- THE EXERCISE -
Please copy the passage of the Richard Steele biography that begins at the words "Offices Held" and stops after "forfeited estates 1716-25.".

STEELE, Richard (1672-1729), of Llangunnor, Carm.

Published in The History of Parliament: the House of Commons 1715-1754, ed. R. Sedgwick, 1970
Available from Boydell and Brewer

Constituency

Dates

1713 - 18 Mar. 1714
1715 - 1722
1722 - 1727

Family and Education

bap. 12 Mar. 1672, o.s. of Richard Steele of Monks-town and Dublin, attorney, by Eleanor, da. of one Sheyles, wid. of Thomas Symes, or Sims, of Dublin. educ. Charterhouse, as nominee of the Duke of Ormonde 1684-9; Ch. Ch. Oxf. 1689; postmaster Merton, Oxf. 1691-2. m. (1) c. May 1705, Margaret (d. 21 Dec. 1706) da. of John Ford of St. Andrew Overhills, Barbados, sis. and testamentary h. of Maj. Robert Ford of St. Andrew’s, Barbados, wid. of John Stretch of St. James’s, Barbados, s.p.; (2) 9 Sept. 1707, Mary, da. and h. of Jonathan Scurlock of Llangunnor, 2s. 2da. suc. fa. c.1677. Kntd. 9 Apr. 1715.

Offices Held

Volunteer 2 tp. Life Gds. c.1693, sec. to Ld. Cutts 1696-7; ensign, Coldstream Gds. 1697; capt. 34 Ft. 1702-c.1705; gentleman waiter to the Prince Consort 1706-8; gazetteer 1707-10; commr. of stamps 1710-13; surveyor, royal stables at Hampton Court 1714-c.1717; supervisor, Theatre Royal, Drury Lane, Jan. 1715-Jan. 1720, May 1721-d.; commr. for forfeited estates 1716-25.

(Recorded data)
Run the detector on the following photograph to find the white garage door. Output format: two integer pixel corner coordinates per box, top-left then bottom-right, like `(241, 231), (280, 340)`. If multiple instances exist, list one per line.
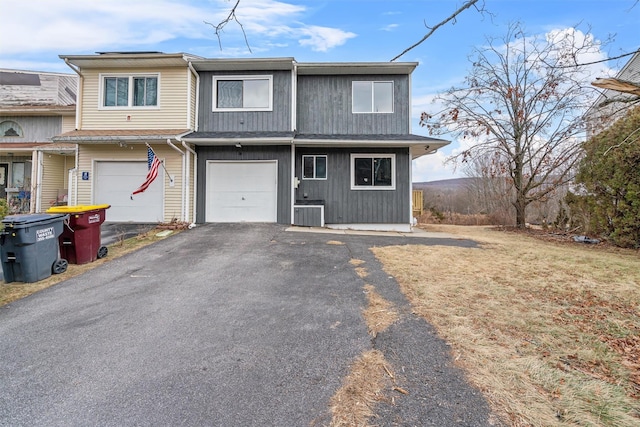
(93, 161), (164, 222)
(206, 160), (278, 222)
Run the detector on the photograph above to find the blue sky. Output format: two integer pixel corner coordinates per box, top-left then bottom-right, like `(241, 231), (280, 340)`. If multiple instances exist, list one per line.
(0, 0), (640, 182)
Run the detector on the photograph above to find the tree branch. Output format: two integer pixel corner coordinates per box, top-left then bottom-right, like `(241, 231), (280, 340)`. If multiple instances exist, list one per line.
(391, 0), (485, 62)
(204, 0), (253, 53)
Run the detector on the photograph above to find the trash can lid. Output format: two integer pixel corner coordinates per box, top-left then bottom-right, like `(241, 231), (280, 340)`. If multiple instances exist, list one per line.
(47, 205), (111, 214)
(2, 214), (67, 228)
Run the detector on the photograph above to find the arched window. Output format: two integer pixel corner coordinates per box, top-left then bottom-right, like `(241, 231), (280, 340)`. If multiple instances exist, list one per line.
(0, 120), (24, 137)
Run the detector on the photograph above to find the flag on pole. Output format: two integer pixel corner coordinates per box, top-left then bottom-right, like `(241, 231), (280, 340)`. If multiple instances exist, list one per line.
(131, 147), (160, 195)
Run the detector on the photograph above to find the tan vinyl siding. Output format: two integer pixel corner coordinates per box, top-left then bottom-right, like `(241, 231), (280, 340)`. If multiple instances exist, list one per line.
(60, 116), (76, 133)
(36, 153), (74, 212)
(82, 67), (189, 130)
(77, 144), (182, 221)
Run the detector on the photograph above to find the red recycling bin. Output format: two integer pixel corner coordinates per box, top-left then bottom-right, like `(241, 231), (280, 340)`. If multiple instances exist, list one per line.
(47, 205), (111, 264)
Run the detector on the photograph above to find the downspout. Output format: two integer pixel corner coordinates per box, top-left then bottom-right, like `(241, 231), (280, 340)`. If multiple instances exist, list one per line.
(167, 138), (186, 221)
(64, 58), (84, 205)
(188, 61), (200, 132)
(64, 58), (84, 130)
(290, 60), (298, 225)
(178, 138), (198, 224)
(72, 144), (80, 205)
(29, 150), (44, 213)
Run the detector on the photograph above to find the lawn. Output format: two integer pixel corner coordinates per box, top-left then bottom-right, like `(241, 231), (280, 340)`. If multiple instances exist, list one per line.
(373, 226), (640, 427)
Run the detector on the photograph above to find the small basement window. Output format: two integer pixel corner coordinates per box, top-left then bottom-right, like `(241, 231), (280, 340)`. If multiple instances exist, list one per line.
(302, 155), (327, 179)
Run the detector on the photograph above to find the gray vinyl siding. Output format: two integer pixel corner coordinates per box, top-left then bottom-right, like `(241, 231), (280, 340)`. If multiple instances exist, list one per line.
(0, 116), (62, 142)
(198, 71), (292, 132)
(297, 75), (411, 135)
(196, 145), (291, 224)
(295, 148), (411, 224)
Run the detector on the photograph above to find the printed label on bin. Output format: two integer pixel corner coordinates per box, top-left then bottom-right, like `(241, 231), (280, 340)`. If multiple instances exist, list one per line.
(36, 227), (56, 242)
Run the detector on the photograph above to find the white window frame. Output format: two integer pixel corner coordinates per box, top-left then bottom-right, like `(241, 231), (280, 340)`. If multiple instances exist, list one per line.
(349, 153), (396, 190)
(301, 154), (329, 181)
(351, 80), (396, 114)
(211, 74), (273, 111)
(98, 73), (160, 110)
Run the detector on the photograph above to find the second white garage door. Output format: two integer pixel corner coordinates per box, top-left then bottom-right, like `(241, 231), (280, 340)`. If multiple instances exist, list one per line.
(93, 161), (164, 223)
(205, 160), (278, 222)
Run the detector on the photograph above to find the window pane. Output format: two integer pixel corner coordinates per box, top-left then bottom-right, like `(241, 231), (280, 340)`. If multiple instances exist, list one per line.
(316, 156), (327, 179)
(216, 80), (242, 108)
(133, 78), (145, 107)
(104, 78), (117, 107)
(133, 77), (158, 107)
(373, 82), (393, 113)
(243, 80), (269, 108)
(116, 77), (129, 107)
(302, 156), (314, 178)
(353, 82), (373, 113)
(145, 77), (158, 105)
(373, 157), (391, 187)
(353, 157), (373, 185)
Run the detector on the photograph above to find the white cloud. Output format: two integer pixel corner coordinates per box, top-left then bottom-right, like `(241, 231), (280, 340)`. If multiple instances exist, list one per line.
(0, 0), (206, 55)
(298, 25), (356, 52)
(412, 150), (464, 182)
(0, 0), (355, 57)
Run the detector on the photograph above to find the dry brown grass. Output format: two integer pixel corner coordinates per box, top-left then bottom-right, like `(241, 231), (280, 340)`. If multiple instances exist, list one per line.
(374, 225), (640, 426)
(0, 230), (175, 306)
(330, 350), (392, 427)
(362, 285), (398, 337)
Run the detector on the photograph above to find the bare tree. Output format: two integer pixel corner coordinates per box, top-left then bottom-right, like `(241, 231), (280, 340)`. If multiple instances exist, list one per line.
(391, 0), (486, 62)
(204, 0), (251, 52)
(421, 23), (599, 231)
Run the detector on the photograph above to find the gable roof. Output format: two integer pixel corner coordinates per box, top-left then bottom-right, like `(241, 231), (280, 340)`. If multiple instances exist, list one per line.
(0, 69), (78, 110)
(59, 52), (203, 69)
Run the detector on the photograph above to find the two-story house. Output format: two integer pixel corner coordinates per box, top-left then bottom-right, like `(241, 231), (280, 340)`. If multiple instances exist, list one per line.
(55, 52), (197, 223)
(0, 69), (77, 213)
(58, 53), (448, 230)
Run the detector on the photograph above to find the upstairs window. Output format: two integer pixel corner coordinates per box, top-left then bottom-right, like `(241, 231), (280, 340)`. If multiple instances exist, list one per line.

- OUTPUT OF THE EXERCISE -
Offices Held

Volunteer 2 tp. Life Gds. c.1693, sec. to Ld. Cutts 1696-7; ensign, Coldstream Gds. 1697; capt. 34 Ft. 1702-c.1705; gentleman waiter to the Prince Consort 1706-8; gazetteer 1707-10; commr. of stamps 1710-13; surveyor, royal stables at Hampton Court 1714-c.1717; supervisor, Theatre Royal, Drury Lane, Jan. 1715-Jan. 1720, May 1721-d.; commr. for forfeited estates 1716-25.